[Opening DATA FOR THE TASK section]

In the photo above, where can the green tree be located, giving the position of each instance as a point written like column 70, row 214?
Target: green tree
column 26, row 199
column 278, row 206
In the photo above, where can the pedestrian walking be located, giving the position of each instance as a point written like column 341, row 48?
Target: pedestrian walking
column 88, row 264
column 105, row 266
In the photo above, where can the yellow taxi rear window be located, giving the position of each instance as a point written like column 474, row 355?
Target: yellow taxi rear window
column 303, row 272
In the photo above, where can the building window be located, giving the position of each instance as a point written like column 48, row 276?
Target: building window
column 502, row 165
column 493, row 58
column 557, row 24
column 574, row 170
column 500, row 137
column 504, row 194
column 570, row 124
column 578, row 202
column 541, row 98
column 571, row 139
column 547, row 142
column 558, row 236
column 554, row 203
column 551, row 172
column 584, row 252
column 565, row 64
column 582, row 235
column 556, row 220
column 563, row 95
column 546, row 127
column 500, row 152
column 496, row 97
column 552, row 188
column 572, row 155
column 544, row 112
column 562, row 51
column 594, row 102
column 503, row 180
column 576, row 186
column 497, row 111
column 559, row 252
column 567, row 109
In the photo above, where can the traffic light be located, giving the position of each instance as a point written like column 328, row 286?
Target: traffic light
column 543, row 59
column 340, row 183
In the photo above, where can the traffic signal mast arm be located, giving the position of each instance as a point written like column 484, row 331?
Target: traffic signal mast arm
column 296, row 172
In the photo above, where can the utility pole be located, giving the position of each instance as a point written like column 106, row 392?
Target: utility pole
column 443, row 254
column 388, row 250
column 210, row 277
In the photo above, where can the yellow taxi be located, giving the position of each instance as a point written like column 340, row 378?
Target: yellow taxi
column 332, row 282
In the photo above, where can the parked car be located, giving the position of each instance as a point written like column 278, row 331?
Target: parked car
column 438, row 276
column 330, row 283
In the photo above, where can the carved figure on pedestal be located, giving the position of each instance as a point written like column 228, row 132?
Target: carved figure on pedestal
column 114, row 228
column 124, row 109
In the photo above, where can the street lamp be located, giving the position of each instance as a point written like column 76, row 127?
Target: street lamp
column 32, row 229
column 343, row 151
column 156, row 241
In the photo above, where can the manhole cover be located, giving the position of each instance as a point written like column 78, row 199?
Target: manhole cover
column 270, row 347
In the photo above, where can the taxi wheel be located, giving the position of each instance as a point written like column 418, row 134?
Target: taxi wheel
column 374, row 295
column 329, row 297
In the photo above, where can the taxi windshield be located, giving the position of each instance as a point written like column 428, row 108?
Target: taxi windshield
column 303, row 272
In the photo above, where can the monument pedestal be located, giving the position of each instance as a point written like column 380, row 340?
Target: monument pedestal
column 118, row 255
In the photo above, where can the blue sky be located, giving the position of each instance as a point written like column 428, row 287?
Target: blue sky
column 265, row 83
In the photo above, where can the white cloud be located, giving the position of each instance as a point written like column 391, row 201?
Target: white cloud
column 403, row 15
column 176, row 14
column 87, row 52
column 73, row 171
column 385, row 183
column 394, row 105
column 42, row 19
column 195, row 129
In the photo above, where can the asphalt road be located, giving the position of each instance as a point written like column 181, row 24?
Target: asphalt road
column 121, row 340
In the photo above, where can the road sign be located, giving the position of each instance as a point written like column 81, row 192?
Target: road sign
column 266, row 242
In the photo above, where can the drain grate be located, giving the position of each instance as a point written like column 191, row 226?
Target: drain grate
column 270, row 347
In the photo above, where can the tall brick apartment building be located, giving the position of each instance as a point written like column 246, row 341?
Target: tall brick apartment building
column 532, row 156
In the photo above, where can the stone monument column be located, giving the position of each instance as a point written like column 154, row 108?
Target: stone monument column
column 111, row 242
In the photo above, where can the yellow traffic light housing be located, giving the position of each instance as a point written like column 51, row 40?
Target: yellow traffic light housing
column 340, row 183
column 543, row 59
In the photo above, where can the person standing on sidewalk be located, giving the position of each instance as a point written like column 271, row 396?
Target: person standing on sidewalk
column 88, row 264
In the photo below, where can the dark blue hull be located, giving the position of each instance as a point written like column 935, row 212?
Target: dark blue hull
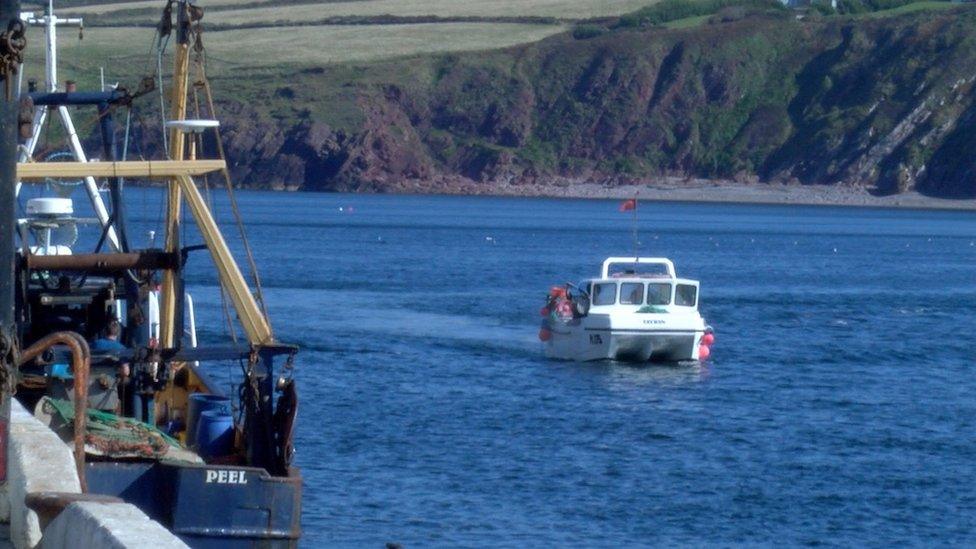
column 208, row 506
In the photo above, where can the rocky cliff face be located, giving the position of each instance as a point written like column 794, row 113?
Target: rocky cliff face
column 887, row 104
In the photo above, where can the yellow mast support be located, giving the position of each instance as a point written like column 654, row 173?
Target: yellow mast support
column 253, row 321
column 167, row 308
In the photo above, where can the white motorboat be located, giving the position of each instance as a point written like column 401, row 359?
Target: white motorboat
column 638, row 310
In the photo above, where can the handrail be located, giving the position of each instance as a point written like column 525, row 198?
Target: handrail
column 637, row 261
column 153, row 169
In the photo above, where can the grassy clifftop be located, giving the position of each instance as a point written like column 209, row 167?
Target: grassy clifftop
column 750, row 92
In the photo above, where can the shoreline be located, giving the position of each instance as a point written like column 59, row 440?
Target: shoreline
column 682, row 190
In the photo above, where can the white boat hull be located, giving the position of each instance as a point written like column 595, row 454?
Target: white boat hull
column 595, row 339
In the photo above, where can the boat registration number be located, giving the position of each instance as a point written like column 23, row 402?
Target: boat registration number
column 226, row 477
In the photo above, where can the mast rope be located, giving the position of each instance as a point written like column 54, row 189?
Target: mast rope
column 200, row 61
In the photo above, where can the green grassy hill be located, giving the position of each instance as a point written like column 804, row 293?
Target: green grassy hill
column 880, row 97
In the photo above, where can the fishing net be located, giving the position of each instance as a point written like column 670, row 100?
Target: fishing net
column 110, row 435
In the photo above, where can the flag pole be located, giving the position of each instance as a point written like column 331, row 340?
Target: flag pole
column 636, row 242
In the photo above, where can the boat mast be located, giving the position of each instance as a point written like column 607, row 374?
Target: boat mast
column 168, row 307
column 253, row 321
column 50, row 22
column 12, row 42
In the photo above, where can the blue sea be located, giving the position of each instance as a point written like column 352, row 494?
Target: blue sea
column 838, row 406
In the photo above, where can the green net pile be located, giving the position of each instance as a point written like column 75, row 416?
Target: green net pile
column 112, row 435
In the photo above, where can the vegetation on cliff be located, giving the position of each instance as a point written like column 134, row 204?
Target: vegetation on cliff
column 739, row 90
column 882, row 103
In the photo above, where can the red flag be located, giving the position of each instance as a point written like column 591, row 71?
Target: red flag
column 629, row 204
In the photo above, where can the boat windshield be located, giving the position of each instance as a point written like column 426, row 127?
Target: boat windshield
column 686, row 295
column 604, row 293
column 632, row 293
column 658, row 293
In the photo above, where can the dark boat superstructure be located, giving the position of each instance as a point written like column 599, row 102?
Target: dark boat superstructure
column 250, row 496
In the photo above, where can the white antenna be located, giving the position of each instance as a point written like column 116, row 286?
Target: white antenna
column 50, row 23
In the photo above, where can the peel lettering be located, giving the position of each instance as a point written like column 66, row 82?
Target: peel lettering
column 226, row 477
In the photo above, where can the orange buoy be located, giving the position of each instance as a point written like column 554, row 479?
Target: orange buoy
column 703, row 352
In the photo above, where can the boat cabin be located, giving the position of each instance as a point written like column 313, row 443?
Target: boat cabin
column 640, row 282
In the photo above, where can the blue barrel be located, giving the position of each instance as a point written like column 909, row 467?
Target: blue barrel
column 199, row 403
column 215, row 434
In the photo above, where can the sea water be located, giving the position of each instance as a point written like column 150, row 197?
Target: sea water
column 837, row 407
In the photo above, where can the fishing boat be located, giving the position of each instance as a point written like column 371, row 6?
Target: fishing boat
column 637, row 310
column 104, row 339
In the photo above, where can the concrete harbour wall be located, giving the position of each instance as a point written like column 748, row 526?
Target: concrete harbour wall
column 38, row 461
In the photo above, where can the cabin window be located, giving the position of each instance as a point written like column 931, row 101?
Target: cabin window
column 685, row 295
column 604, row 294
column 658, row 294
column 631, row 293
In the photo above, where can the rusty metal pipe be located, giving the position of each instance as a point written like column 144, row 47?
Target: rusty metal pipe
column 80, row 365
column 103, row 263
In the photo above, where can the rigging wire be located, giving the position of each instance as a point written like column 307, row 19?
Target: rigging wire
column 208, row 92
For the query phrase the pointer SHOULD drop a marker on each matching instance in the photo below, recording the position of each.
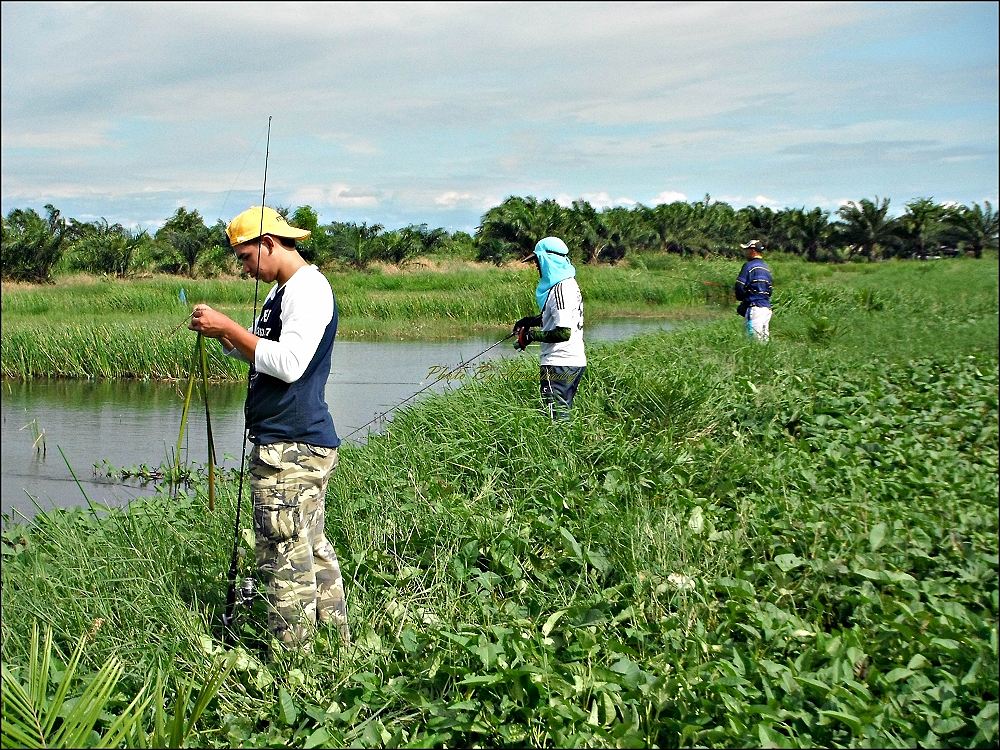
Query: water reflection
(97, 425)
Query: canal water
(60, 437)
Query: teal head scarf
(553, 262)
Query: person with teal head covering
(558, 327)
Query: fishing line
(227, 617)
(460, 366)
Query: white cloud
(667, 196)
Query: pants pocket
(276, 522)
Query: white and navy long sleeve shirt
(297, 326)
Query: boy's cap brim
(260, 220)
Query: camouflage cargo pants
(296, 560)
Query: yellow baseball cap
(257, 221)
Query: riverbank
(730, 545)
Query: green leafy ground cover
(730, 545)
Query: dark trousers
(559, 385)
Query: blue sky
(411, 113)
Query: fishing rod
(247, 589)
(451, 372)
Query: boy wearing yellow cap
(289, 348)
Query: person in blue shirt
(753, 290)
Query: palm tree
(30, 246)
(923, 224)
(807, 231)
(356, 244)
(513, 227)
(975, 227)
(865, 226)
(185, 232)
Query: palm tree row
(35, 248)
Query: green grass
(730, 545)
(89, 328)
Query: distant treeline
(38, 248)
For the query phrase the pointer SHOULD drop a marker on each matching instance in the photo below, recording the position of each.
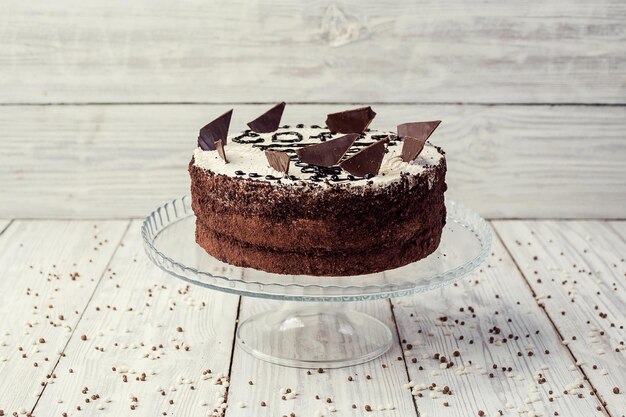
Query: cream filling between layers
(246, 158)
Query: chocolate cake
(335, 200)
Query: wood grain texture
(383, 389)
(486, 51)
(489, 320)
(143, 321)
(49, 271)
(577, 270)
(3, 225)
(122, 161)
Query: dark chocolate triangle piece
(418, 130)
(278, 160)
(214, 131)
(351, 121)
(411, 148)
(219, 145)
(366, 162)
(326, 154)
(268, 121)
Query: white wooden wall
(100, 102)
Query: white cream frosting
(246, 158)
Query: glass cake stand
(313, 327)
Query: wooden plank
(576, 270)
(382, 389)
(3, 225)
(122, 161)
(564, 51)
(143, 321)
(489, 320)
(49, 271)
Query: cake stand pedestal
(313, 327)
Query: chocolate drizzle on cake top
(344, 151)
(214, 131)
(268, 121)
(278, 160)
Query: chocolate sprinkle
(367, 161)
(351, 121)
(278, 160)
(327, 154)
(214, 131)
(268, 121)
(219, 145)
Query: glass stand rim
(324, 337)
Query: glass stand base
(314, 335)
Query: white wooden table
(100, 104)
(90, 327)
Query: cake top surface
(246, 157)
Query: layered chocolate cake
(336, 200)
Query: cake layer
(319, 263)
(305, 218)
(317, 220)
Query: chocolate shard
(219, 145)
(411, 148)
(418, 130)
(366, 162)
(327, 154)
(351, 121)
(278, 160)
(214, 131)
(268, 121)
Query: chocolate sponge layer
(307, 229)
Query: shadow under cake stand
(313, 327)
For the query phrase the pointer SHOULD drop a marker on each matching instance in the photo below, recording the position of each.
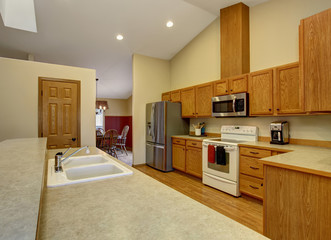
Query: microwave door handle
(234, 105)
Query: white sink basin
(85, 169)
(84, 160)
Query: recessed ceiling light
(119, 37)
(170, 24)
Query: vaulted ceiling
(83, 33)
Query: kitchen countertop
(21, 178)
(131, 207)
(308, 159)
(191, 137)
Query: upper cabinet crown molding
(234, 28)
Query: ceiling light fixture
(170, 24)
(119, 37)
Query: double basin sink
(85, 169)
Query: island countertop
(131, 207)
(21, 178)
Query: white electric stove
(225, 175)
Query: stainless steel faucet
(59, 155)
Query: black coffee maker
(279, 132)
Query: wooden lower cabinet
(178, 157)
(194, 161)
(296, 204)
(187, 156)
(251, 186)
(251, 170)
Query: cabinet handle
(254, 152)
(254, 168)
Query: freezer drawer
(156, 157)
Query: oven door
(229, 171)
(230, 105)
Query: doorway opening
(59, 112)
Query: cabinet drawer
(191, 143)
(251, 166)
(178, 141)
(175, 96)
(253, 152)
(251, 186)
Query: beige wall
(19, 97)
(274, 41)
(199, 61)
(118, 107)
(151, 77)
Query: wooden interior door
(59, 114)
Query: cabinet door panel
(175, 96)
(187, 96)
(315, 55)
(178, 157)
(238, 84)
(221, 87)
(289, 90)
(166, 96)
(194, 161)
(261, 92)
(204, 93)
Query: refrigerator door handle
(152, 126)
(154, 145)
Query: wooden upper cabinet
(221, 87)
(204, 93)
(237, 84)
(175, 96)
(260, 87)
(187, 96)
(234, 27)
(166, 96)
(289, 90)
(315, 60)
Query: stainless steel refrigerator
(163, 120)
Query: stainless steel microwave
(234, 105)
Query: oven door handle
(226, 148)
(234, 105)
(219, 178)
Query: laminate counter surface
(21, 178)
(315, 160)
(131, 207)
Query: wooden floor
(244, 210)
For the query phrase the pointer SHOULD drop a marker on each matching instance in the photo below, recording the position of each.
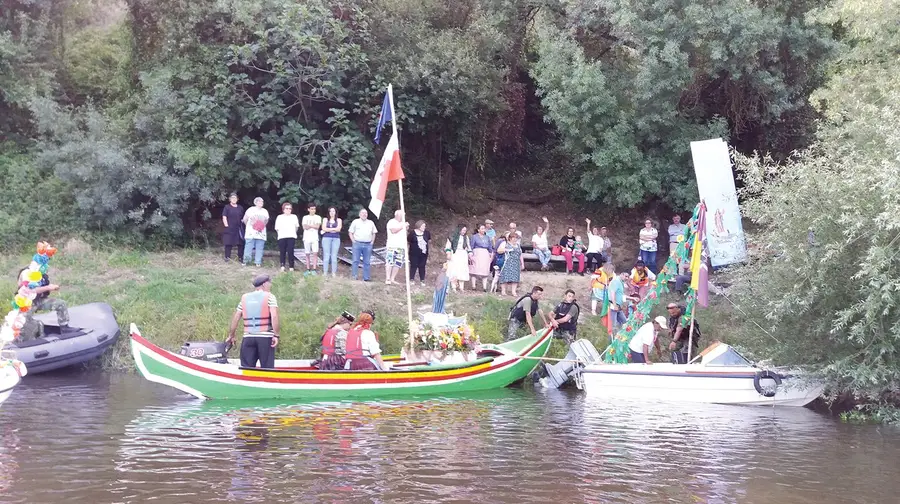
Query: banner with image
(715, 181)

[Closing DATA FOR THE TASK section]

**ACTION ITEM:** Will you return exactly the lines above from the one with "In the photo above, where can the pedestrian" down to the one with "In the photo above, where can the building", counting both as part of the range?

**OUTPUT BELOW:**
In the photo above, where can the pedestrian walking be located, giving the position of each instance as a point written like column 341, row 48?
Target: pedestrian walking
column 88, row 264
column 105, row 266
In the photo above, where can the yellow taxi rear window be located, giving the position of each instance as a point written like column 474, row 355?
Target: yellow taxi rear window
column 303, row 272
In the photo above, where can the building window be located, giving the position of each instance as a point written like column 48, row 276?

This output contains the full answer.